AIM OF THE TASK:
Extract every line from the records below and reproduce each one word for word.

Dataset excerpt
^^^^

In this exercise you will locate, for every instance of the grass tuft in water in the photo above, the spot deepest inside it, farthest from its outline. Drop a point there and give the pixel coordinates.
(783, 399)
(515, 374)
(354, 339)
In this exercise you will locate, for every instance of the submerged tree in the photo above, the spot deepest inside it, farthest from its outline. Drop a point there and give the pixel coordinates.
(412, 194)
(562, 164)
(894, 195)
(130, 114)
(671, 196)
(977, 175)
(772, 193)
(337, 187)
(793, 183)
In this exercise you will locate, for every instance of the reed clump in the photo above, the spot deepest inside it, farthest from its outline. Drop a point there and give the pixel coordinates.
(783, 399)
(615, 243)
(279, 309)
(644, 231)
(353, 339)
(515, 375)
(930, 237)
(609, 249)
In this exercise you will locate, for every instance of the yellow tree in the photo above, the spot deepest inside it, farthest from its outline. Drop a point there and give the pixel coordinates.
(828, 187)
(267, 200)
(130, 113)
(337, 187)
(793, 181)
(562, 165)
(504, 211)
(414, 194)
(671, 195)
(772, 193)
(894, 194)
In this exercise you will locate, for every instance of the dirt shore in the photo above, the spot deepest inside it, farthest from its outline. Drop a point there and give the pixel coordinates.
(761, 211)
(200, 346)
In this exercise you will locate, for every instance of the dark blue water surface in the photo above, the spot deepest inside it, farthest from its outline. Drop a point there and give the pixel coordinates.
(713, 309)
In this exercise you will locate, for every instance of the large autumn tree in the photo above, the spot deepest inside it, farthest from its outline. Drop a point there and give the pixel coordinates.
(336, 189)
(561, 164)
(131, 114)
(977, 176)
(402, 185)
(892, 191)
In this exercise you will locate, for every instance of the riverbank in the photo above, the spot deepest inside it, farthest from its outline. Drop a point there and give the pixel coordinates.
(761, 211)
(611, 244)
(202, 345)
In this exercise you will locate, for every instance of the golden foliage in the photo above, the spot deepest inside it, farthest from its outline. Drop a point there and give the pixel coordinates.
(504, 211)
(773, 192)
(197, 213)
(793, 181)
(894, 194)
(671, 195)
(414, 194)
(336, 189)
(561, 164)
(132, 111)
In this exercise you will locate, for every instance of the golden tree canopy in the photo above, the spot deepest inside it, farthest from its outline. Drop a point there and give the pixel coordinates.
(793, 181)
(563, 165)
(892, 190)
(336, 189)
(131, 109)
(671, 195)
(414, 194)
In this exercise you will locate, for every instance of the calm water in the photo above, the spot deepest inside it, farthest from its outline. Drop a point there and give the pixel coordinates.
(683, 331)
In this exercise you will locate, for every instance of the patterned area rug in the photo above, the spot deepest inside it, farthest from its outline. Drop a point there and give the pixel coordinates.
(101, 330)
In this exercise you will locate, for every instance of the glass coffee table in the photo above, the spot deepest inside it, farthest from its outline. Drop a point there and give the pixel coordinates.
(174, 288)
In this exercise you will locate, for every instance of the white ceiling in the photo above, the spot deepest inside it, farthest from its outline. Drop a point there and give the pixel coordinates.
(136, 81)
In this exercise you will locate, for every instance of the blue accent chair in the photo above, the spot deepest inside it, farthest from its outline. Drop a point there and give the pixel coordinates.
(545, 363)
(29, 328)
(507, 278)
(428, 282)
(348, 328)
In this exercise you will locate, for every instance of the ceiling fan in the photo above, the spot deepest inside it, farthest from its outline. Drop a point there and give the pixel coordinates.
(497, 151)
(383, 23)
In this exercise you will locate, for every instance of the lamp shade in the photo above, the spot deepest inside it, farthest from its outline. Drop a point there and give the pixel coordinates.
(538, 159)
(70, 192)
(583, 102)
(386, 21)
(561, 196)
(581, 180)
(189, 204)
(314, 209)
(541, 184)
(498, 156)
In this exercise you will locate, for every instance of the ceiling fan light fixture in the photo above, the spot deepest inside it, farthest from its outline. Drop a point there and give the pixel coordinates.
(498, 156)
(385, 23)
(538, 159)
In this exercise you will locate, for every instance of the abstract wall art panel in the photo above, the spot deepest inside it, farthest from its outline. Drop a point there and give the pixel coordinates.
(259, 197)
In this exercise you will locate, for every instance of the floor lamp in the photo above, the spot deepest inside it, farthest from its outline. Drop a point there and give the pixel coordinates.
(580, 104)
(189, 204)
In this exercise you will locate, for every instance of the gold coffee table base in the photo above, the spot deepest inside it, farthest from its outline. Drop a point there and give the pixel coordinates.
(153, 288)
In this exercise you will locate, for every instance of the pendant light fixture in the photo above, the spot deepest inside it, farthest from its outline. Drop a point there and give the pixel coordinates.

^^^^

SOLUTION FOR THIS EXERCISE:
In this exercise you will locate, for every instance of the grass tuft in water in the photo above, the spot deepest inside it, farthest from its outline. Drop a point there and give the pixel coordinates.
(783, 399)
(515, 374)
(354, 339)
In this exercise you will locate, for every instance of the submerged tree in the photo above, the spot deepest inside it, farthest from its outline. Drop a point there and give the pixel coordinates.
(412, 194)
(562, 164)
(894, 195)
(130, 114)
(671, 196)
(977, 175)
(772, 193)
(337, 187)
(793, 183)
In this exercise you will locate, for every instance of the reed clump in the photo above, the spot deepest inside it, farthest from its outline. Drop a point there and give the pixel coordinates.
(783, 399)
(615, 243)
(279, 309)
(644, 231)
(353, 339)
(515, 375)
(930, 237)
(609, 249)
In this exercise you will locate, for every instance of the yellow tree in the photo above, the spot deepest inside it, farthest from its outline. Drop a point there and give the pixel coordinates.
(828, 187)
(267, 200)
(130, 113)
(337, 187)
(793, 181)
(562, 165)
(504, 211)
(414, 194)
(671, 195)
(772, 193)
(894, 194)
In this exercise you will locate, for every instance of the dirt shore in the photo above, the spot deepest inside it, farthest from its outline. Drop a point there and give the pixel coordinates.
(761, 211)
(200, 346)
In this exercise you will locate, for every instance of the dark blue water surface in the photo above, the spot deepest inside it, farthest from its outline. Drop a point there and give the pixel coordinates.
(713, 309)
In this exercise you will locate, for every instance of the large autumn tree in the photo above, the spot deepest inside it, farthest from its outline. Drop a point there and give the pixel coordinates.
(336, 189)
(561, 164)
(131, 114)
(977, 176)
(402, 185)
(892, 191)
In this exercise you will locate, for every instance of the riverbank in the photo above, the spot deepest inside it, farthest from its outline. Drop a point there and give the pixel coordinates.
(761, 211)
(611, 244)
(202, 345)
In this exercise you will locate, for every instance of the golden foliage in the photo above, the spot deepest inside it, farthest from its outline. Drop a point there and give the pixel coordinates.
(504, 211)
(773, 192)
(197, 213)
(793, 181)
(894, 194)
(671, 195)
(414, 194)
(336, 189)
(561, 164)
(132, 111)
In this exercise you will locate, for every instance of the golden tree canopy in the photo above, the spot deepest inside it, farthest from its outline. Drop a point there and give the pixel coordinates.
(793, 181)
(563, 165)
(892, 190)
(336, 189)
(131, 109)
(671, 195)
(414, 194)
In this exercise you will locate, for every instance of the calm water in the photo above, the spot deepest inside it, farthest from its outline. Drop a point there and give the pixel coordinates.
(683, 331)
In this exercise you will locate, for every instance of the patterned area rug in the photo above, the spot deepest inside it, farthest from its outline. Drop a point there and give the pixel coordinates.
(101, 330)
In this exercise you will locate, for every instance of the glass coffee table in the photo above, the spot deepest inside it, farthest from its outline. Drop a point there and give the pixel coordinates.
(174, 288)
In this exercise you will locate, for every instance of the white ceiling in the photo above, the spot deepest inside it, farthest from its outline. Drop a point there and give the pixel coordinates.
(136, 81)
In this exercise you will locate, for every instance of the blue accent chair in the photo above, the spot deepest inside it, farthest from its outline. Drop a point there and give the pixel coordinates.
(545, 363)
(29, 328)
(507, 278)
(428, 282)
(348, 328)
In this exercise you will locate, for every instance of the ceiling fan in the photo above, the spot deepest inside it, farthest from its outline. Drop a point there and give the pixel coordinates.
(497, 151)
(383, 23)
In this exercise you will locate, for every instance of the lamp shade in the photo above, the spot deepest inside it, farthest from its outline. Drop a point there and give the pixel coordinates.
(538, 159)
(70, 192)
(583, 102)
(386, 21)
(561, 196)
(581, 180)
(189, 204)
(314, 209)
(541, 184)
(498, 156)
In this exercise you will locate, for every instance of the ceiling fan light fixture in the photo above, the spot deepest inside it, farthest from its outline. Drop a point there and give the pixel coordinates.
(498, 156)
(385, 23)
(538, 159)
In this exercise you will locate, for every instance of the abstract wall art panel in the photo above, the spot deepest inside it, farthest from its outline. Drop a point there and give the pixel coordinates.
(259, 197)
In this exercise you will locate, for every instance of the floor lamp in the photo above, the spot deepest inside it, farthest from its outline. Drop a point there and give the pixel coordinates.
(580, 104)
(189, 204)
In this exercise you will locate, for every instance of the gold coffee table base in the photo above, the spot deepest inside it, farthest from its outline. Drop a point there and give the pixel coordinates.
(153, 288)
In this exercise you will locate, for every instance of the pendant light fixture in the photo above, the spot deepest inside it, farthest from its outline. Drop a point there and give the pixel coordinates.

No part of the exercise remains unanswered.